[Extracted records]
# # # # #
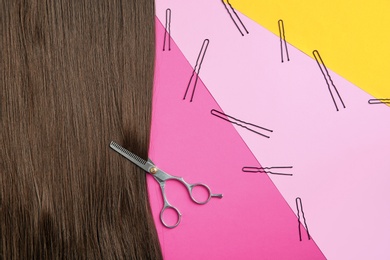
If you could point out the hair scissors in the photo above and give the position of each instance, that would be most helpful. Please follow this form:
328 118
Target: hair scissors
161 177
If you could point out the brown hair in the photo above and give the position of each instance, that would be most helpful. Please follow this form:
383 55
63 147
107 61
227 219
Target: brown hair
74 76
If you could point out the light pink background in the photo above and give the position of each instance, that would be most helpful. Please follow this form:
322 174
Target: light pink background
252 220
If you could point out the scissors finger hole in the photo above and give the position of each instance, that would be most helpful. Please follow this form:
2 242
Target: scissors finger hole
200 193
170 217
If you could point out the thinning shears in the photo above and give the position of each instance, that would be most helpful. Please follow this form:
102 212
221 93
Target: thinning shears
161 177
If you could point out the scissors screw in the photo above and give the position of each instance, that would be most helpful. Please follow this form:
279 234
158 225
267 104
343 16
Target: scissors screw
153 170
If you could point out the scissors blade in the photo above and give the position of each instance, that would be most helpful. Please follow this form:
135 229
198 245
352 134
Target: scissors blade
130 156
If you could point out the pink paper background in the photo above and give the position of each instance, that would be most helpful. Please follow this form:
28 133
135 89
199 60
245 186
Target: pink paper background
340 159
252 220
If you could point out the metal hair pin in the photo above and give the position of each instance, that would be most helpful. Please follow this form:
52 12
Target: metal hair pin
266 170
246 125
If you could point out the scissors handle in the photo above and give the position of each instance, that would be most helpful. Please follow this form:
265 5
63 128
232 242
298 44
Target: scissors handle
205 187
169 206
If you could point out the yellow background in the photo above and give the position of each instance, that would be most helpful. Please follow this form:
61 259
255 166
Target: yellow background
352 37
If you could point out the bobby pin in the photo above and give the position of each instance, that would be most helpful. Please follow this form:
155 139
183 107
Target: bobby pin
264 169
327 78
298 203
379 101
167 29
231 16
197 69
239 122
282 39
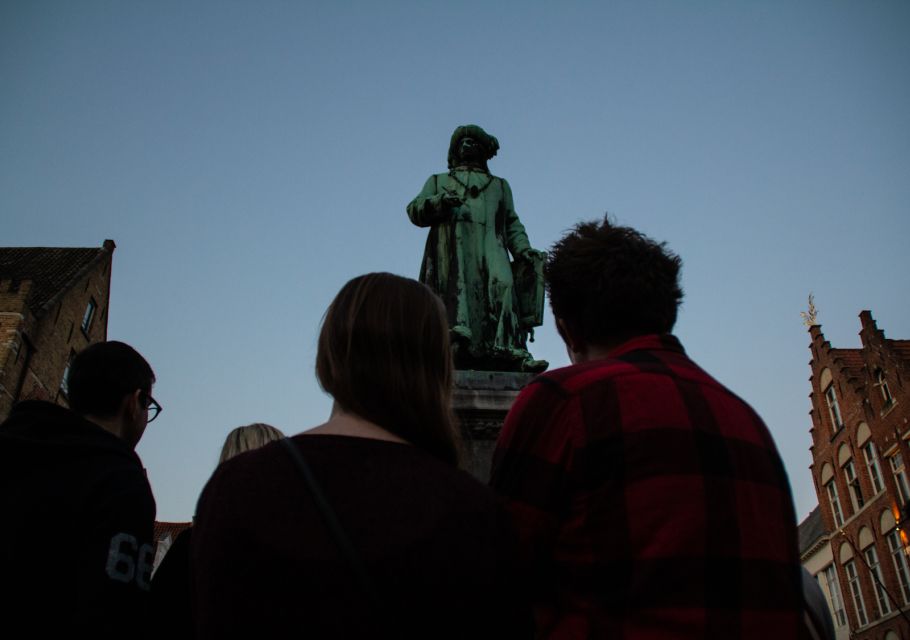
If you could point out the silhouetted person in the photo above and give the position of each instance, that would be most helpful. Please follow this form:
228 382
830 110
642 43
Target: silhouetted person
172 614
421 549
77 509
651 500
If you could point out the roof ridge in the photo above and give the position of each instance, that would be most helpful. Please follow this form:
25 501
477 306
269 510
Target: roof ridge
106 248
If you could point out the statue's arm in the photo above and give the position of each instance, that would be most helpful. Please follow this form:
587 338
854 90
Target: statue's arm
516 237
432 205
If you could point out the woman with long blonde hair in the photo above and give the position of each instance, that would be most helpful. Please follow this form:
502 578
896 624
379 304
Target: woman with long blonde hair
363 526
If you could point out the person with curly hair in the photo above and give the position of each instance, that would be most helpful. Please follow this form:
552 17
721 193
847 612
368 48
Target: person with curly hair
651 500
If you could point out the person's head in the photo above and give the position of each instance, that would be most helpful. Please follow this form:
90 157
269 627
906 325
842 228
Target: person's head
608 283
384 356
471 146
111 383
247 438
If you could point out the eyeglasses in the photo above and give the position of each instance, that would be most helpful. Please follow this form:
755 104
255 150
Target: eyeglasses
153 408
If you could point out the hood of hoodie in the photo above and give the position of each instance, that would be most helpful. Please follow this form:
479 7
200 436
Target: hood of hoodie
35 424
56 466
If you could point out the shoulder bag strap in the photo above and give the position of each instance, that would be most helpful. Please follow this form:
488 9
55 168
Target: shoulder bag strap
345 546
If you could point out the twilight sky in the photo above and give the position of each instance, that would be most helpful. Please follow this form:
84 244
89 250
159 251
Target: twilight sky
248 158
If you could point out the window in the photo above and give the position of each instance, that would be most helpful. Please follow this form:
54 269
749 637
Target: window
856 493
875 473
859 605
899 556
881 596
837 601
882 385
89 315
900 477
835 503
834 408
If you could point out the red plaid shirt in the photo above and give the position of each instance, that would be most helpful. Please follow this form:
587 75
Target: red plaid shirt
651 501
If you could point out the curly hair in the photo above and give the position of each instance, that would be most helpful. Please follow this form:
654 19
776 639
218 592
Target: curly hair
607 282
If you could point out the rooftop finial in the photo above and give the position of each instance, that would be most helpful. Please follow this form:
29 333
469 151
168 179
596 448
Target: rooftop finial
810 316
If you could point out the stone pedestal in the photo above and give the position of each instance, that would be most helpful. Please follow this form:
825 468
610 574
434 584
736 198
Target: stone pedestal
481 401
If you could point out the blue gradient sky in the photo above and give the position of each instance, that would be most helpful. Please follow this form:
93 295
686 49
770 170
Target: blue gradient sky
249 158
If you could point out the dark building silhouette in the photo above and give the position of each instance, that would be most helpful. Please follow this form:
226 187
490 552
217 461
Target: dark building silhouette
856 542
53 303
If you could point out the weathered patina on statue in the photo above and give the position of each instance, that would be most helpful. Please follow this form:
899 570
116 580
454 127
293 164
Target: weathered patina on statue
493 304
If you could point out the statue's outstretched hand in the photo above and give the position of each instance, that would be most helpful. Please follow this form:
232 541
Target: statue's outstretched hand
451 202
532 255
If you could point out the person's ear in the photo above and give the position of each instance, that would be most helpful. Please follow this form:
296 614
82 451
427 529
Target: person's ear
569 336
133 404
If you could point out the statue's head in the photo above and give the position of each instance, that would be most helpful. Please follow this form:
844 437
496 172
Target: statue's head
471 146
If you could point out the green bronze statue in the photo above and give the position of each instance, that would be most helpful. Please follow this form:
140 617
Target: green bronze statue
493 304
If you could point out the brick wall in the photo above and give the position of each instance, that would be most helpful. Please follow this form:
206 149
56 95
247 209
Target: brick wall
866 417
54 336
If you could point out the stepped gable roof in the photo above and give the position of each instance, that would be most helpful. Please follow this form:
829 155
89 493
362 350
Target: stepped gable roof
810 531
52 270
850 359
163 529
901 347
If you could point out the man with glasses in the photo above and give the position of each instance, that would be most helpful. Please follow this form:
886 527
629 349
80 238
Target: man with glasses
78 510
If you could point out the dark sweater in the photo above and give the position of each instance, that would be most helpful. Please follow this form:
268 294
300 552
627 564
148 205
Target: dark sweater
77 528
436 544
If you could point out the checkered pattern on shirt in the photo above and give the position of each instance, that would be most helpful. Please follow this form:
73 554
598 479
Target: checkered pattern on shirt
651 501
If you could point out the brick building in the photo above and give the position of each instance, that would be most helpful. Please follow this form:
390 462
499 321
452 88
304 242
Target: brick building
856 542
53 303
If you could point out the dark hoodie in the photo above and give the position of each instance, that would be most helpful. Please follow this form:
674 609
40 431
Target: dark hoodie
76 534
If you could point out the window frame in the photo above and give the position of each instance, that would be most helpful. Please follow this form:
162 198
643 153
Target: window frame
834 500
837 417
873 467
856 592
883 388
835 596
878 580
88 316
853 486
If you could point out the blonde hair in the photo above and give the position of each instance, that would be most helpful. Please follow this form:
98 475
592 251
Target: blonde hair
247 438
384 355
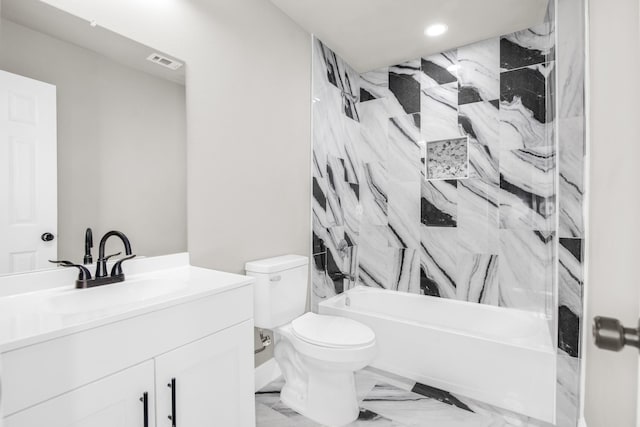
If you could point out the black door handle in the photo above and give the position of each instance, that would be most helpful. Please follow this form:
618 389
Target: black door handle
172 417
145 409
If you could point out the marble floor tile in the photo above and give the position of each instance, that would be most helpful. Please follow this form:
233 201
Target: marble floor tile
389 402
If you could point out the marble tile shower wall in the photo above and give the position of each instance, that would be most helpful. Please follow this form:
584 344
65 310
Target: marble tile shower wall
497 237
486 239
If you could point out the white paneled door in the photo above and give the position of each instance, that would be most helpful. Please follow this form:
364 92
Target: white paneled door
28 174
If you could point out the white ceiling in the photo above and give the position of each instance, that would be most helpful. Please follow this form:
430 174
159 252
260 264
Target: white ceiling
369 34
47 19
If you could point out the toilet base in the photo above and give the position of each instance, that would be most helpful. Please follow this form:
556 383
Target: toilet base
317 389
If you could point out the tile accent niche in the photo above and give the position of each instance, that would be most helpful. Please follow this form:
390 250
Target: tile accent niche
498 233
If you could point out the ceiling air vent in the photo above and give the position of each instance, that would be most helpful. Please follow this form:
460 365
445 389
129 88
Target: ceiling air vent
164 61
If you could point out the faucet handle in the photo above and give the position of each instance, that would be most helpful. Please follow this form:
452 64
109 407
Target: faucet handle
117 267
83 272
111 256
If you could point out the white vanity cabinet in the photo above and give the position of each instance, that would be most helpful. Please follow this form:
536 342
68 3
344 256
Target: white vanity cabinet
118 400
187 360
205 383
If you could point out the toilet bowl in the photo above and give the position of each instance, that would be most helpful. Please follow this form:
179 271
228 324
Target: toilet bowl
318 367
317 354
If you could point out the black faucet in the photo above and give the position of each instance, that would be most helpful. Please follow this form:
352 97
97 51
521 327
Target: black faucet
101 266
101 278
88 244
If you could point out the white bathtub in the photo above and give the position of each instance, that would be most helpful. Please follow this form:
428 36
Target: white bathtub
500 356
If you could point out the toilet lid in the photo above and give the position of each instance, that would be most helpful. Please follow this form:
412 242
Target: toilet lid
332 331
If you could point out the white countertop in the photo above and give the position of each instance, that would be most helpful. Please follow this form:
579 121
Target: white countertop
52 312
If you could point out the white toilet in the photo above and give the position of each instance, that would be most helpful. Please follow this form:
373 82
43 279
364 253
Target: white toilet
317 354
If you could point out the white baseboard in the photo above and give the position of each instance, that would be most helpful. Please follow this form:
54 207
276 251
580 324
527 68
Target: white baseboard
266 373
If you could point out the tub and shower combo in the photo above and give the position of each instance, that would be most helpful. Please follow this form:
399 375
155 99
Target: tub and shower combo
504 357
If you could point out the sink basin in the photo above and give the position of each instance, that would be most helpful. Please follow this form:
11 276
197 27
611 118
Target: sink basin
126 293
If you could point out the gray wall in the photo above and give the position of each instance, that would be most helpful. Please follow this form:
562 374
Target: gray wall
121 144
614 208
248 120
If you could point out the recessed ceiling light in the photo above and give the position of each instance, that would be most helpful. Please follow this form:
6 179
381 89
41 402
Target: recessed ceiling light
435 30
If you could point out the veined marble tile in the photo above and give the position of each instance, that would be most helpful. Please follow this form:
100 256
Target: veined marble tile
535 45
571 58
404 83
269 418
319 202
374 195
527 183
337 71
373 145
374 84
479 71
480 121
404 148
439 69
439 203
350 107
322 286
570 272
478 217
478 278
329 131
526 113
405 276
571 170
568 390
530 85
440 112
438 259
526 269
415 410
374 257
448 159
404 214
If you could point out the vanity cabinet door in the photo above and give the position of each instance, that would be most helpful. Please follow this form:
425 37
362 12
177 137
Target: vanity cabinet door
209 382
117 400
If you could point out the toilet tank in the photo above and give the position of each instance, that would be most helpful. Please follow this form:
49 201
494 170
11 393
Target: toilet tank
280 289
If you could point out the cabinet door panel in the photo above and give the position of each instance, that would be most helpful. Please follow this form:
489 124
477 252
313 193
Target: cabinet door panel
112 401
213 381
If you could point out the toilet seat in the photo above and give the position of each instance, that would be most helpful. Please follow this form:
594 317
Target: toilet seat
332 331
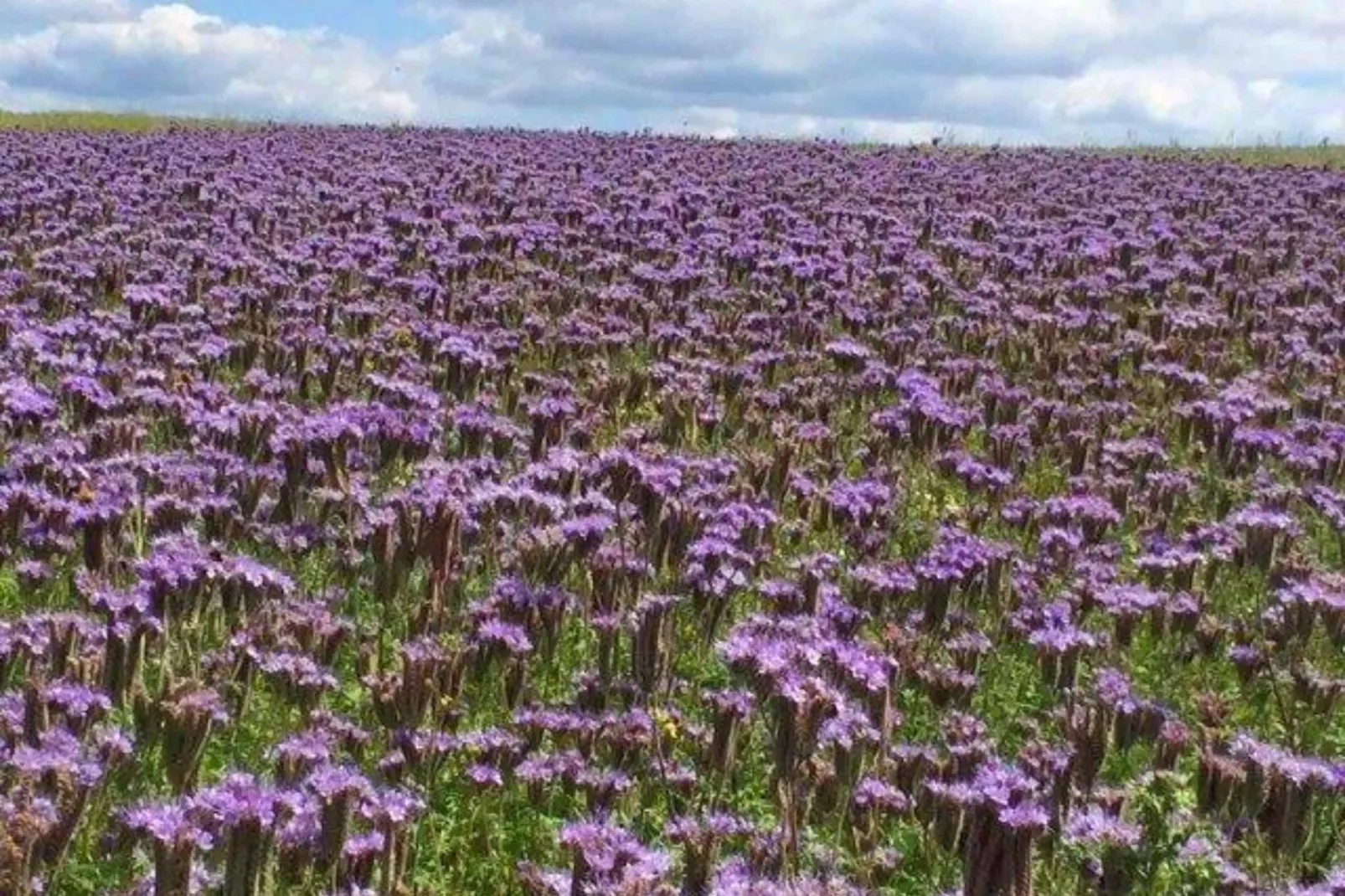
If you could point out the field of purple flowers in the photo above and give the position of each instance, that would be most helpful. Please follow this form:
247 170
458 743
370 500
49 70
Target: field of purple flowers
# # # # #
Quote precisely the lines of the data from the line containing "If you could point out the vanity" through its final line, both included, excluding pictures.

If you could point out the vanity cabinet door in the photo above and give the position of each instance, that would be most helpful. Please follow this form:
425 37
362 12
177 137
Target: vanity cabinet door
209 382
117 400
If you could point out the toilet tank in the photo above and give the position of each instance, that would be most helpful. Please follow this form:
49 201
494 170
11 393
Target: toilet tank
280 289
If you could point out the cabinet door panel in the photo above and give the position of each instance, that would be most helpful. Please follow this form:
489 124
477 252
313 193
Target: cabinet door panel
112 401
213 381
If you could point out the toilet seat in the photo above and give the position of each instance, that would be most helpful. Please follow this form:
594 317
Target: toilet seat
332 331
If you could point out the field of purple flowers in the photo above and give the position of each instance, that would be most helpful. Please follow this form:
247 170
458 743
370 500
49 70
Target: field of purple flowers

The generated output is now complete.